Het enkel meten van de CO₂-voetafdruk wordt geadviseerd als de databeschikbaarheid of -kwaliteit nog niet van voldoende niveau is of als de interpretatie van de data nog lastig is. Als de meeteenheid wel gedefinieerd is en de databeschikbaarheid en -kwaliteit van voldoende kwaliteit zijn, kan er voor de betreffende beleggingscategorie een reductiedoelstelling worden geformuleerd. 

Reductiedoelstelling

Onderdeel van een reductiedoelstelling is het definiëren van een referentiepunt ten opzichte waarvan de reductie moet worden gerealiseerd. Ook de termijn waarbinnen de reductie moet worden behaald wordt vastgelegd in de reductiedoelstelling. Gebruikelijke referentiepunten zijn een nulmeting van de CO₂-voetafdruk van de portefeuille, een marktbrede benchmark of een duurzame benchmark. De uiteindelijke keuze voor een referentiepunt is afhankelijk van de beleggingscategorie en de invulling ervan. Bepaalde referentiepunten lenen zich namelijk minder voor bepaalde strategieën binnen een beleggingscategorie. Zo is het toepassen van sommige duurzame benchmarks voor een actieve aandelenstrategie niet passend gezien de stringente voorwaarden ten aanzien van uitsluitingen en jaarlijkse CO₂-reducties die de toegevoegde waarde van de manager beperken.

→ OPDRACHT A: Tel in de records de regels waarin de tekenreeks "prints" voorkomt, waarbij hoofdletters en kleine letters verschil maken. Geef alstublieft alleen het aantal.
Het fragment en de records hebben niets met elkaar te maken.

→ AANGELEVERDE RECORDS:
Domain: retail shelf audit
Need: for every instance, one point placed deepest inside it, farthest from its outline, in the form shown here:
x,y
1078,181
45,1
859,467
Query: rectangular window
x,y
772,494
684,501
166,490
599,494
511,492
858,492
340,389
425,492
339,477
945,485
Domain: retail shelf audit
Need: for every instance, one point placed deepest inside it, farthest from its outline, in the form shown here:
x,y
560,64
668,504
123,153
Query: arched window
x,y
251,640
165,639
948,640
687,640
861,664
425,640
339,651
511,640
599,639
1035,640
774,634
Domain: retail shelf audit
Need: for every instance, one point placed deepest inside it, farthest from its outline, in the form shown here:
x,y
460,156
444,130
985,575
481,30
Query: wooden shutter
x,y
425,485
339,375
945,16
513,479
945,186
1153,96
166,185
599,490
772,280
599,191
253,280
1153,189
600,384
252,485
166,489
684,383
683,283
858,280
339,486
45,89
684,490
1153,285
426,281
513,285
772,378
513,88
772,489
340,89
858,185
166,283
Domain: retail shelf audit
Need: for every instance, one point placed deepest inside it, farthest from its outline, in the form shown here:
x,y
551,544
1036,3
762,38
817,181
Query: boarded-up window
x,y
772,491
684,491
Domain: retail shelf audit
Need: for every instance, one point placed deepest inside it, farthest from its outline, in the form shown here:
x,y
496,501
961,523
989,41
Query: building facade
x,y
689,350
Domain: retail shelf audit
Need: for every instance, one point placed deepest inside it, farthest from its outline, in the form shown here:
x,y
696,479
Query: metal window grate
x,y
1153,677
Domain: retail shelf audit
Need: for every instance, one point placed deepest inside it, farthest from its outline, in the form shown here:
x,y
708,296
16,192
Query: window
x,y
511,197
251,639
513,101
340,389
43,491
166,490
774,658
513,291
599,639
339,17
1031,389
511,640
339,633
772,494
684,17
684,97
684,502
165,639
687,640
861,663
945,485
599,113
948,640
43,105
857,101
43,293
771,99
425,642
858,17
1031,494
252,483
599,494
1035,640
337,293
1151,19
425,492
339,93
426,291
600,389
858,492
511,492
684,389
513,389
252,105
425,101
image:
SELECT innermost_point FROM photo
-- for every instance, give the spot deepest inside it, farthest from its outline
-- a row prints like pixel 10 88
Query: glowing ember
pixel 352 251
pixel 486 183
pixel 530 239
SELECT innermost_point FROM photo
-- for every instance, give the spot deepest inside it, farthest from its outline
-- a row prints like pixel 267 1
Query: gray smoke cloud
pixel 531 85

→ OPDRACHT B: Schrijf het fragment over van "Onderdeel van een" tot en met "van de manager beperken." en ruil daarbij "beleggingscategorie" overal in voor "beleggingsklasse".

→ ANTWOORD A: 2

→ ANTWOORD B:
Onderdeel van een reductiedoelstelling is het definiëren van een referentiepunt ten opzichte waarvan de reductie moet worden gerealiseerd. Ook de termijn waarbinnen de reductie moet worden behaald wordt vastgelegd in de reductiedoelstelling. Gebruikelijke referentiepunten zijn een nulmeting van de CO₂-voetafdruk van de portefeuille, een marktbrede benchmark of een duurzame benchmark. De uiteindelijke keuze voor een referentiepunt is afhankelijk van de beleggingsklasse en de invulling ervan. Bepaalde referentiepunten lenen zich namelijk minder voor bepaalde strategieën binnen een beleggingsklasse. Zo is het toepassen van sommige duurzame benchmarks voor een actieve aandelenstrategie niet passend gezien de stringente voorwaarden ten aanzien van uitsluitingen en jaarlijkse CO₂-reducties die de toegevoegde waarde van de manager beperken.